-- What is being asked --
Reproduce without alteration the lines of the listing below, starting with the line that contains "zip jacket in the photo above." and going on through the line that contains "column 307, row 345", both included.

--- START OF Data records ---

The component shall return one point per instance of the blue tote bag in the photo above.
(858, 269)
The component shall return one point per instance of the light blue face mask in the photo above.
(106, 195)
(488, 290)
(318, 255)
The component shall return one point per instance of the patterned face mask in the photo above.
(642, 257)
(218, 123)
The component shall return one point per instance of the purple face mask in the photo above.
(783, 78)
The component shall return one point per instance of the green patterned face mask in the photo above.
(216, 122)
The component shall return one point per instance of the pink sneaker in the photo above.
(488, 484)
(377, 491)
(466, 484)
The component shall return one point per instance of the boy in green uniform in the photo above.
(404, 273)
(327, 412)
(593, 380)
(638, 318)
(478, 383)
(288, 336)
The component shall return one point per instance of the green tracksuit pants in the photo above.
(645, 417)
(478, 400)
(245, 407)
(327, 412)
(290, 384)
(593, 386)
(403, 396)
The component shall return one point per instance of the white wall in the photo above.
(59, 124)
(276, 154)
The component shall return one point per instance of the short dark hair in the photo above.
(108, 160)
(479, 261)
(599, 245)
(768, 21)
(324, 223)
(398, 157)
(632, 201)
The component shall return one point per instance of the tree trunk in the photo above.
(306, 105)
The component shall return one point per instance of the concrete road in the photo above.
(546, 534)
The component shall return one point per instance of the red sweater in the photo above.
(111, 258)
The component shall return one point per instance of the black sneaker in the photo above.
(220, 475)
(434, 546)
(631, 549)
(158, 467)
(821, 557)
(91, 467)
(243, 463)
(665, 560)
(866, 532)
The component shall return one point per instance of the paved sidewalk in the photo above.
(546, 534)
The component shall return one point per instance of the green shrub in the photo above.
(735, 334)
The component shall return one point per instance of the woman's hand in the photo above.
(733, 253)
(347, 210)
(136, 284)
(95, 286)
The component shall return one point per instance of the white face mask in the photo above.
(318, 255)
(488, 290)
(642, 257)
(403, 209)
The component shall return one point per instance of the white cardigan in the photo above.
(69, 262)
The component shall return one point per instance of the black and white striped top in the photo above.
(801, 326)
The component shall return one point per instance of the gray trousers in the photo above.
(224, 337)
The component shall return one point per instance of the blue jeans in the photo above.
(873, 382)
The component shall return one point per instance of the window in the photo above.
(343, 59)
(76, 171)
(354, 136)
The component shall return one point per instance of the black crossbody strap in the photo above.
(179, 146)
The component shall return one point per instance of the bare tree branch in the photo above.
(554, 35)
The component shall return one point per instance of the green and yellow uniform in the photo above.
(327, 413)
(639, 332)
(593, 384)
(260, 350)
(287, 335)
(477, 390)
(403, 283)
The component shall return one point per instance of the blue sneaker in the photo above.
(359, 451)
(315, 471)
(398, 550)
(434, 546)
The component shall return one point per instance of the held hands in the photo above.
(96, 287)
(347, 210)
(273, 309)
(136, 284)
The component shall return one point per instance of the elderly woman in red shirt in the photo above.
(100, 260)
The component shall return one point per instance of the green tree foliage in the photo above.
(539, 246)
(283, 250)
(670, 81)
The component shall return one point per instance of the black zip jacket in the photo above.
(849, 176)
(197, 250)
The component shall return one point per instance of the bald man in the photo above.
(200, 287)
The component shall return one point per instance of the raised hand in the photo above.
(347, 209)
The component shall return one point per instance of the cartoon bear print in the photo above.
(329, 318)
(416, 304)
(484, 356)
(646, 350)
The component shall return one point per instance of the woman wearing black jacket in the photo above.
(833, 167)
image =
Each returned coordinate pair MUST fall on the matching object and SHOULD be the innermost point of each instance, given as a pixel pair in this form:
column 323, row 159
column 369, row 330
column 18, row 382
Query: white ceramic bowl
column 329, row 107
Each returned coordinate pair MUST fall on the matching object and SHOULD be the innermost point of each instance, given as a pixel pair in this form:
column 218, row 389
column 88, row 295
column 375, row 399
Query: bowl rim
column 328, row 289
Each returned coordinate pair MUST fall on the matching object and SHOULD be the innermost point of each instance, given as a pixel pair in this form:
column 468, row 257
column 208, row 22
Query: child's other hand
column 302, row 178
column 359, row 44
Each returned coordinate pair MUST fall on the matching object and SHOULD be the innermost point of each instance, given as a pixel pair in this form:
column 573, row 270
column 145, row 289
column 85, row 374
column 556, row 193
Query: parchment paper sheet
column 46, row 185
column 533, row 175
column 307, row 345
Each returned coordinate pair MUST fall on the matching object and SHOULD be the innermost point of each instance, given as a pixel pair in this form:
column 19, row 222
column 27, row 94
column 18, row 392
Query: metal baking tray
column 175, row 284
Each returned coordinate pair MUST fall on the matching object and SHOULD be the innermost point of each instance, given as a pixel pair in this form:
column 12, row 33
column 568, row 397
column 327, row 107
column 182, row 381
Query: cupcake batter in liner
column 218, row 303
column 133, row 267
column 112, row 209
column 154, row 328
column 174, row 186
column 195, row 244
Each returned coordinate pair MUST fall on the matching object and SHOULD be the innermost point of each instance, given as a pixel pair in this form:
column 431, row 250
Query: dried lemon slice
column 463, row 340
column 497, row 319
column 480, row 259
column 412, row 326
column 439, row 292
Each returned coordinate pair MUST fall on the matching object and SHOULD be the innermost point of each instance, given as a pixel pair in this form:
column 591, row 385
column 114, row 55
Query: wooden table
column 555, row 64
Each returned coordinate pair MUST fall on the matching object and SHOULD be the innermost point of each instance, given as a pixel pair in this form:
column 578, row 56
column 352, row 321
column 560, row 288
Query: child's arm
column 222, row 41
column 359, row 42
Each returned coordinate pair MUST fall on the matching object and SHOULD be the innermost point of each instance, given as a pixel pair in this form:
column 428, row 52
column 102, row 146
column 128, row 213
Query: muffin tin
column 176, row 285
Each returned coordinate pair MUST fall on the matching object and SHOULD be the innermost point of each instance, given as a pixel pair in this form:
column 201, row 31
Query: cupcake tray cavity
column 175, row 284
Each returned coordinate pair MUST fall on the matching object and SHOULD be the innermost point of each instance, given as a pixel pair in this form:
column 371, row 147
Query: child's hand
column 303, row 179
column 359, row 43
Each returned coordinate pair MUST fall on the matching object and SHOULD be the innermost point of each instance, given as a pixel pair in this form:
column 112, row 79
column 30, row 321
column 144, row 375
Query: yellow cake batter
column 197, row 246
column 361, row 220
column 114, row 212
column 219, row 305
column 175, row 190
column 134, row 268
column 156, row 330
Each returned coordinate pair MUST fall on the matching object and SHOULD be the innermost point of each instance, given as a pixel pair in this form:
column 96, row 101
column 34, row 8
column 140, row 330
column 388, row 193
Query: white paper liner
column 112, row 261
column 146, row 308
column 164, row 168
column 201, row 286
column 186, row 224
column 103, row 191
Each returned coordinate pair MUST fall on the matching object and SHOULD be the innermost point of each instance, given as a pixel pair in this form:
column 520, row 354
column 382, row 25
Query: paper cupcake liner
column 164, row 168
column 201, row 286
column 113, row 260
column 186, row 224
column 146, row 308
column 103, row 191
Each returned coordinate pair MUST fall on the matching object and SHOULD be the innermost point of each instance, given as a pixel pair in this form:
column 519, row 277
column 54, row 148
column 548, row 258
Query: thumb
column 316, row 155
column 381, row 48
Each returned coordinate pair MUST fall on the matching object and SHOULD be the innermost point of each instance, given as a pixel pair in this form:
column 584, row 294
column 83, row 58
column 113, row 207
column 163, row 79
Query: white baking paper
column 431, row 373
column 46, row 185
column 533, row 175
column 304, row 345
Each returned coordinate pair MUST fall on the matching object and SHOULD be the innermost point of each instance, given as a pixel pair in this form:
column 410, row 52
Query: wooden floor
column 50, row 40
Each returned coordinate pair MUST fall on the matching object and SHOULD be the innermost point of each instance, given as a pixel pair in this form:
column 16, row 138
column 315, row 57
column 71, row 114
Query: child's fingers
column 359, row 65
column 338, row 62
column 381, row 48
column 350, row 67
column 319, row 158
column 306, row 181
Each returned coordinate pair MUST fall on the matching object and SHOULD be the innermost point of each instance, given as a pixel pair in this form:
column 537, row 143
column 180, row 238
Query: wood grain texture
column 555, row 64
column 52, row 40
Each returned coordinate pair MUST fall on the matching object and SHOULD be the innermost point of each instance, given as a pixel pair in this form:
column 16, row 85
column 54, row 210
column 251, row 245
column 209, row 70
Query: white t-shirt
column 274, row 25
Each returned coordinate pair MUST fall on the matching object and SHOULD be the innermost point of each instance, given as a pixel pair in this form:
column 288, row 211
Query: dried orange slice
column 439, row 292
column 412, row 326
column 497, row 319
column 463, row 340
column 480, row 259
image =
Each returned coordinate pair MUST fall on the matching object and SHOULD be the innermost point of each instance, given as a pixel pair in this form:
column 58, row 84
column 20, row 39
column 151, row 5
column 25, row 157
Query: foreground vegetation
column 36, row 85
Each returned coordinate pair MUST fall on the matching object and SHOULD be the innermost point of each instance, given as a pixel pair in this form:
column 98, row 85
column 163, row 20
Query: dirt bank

--- END OF Data records ---

-- Answer --
The component shall return one point per instance of the black zip jacket in the photo above.
(849, 176)
(197, 250)
The component shall return one point per instance of the bald man in the photo above.
(200, 287)
The component shall return one point per instance of the raised hand in the photo above.
(347, 209)
The component shall return one point per instance of the cartoon bear print in the photo above.
(329, 318)
(416, 304)
(484, 356)
(646, 350)
The component shall return one point per instance of the woman wearing black jacket in the photo above.
(833, 167)
image =
Each returned coordinate pair MUST fall on the matching object and SHOULD be the innermost point of each instance, given as a pixel pair in this form:
column 323, row 159
column 369, row 330
column 18, row 382
Query: white ceramic bowl
column 329, row 107
Each returned coordinate pair MUST fall on the matching object and SHOULD be the innermost point of each instance, given as a pixel pair in this form:
column 218, row 389
column 88, row 295
column 375, row 399
Query: bowl rim
column 328, row 289
Each returned coordinate pair MUST fall on the matching object and SHOULD be the innermost point of each instance, given as a pixel pair in this form:
column 468, row 257
column 208, row 22
Query: child's other hand
column 302, row 178
column 359, row 44
Each returned coordinate pair MUST fall on the matching object and SHOULD be the innermost point of each instance, given as a pixel pair in this form:
column 573, row 270
column 145, row 289
column 85, row 374
column 556, row 193
Query: parchment paper sheet
column 46, row 185
column 533, row 175
column 307, row 345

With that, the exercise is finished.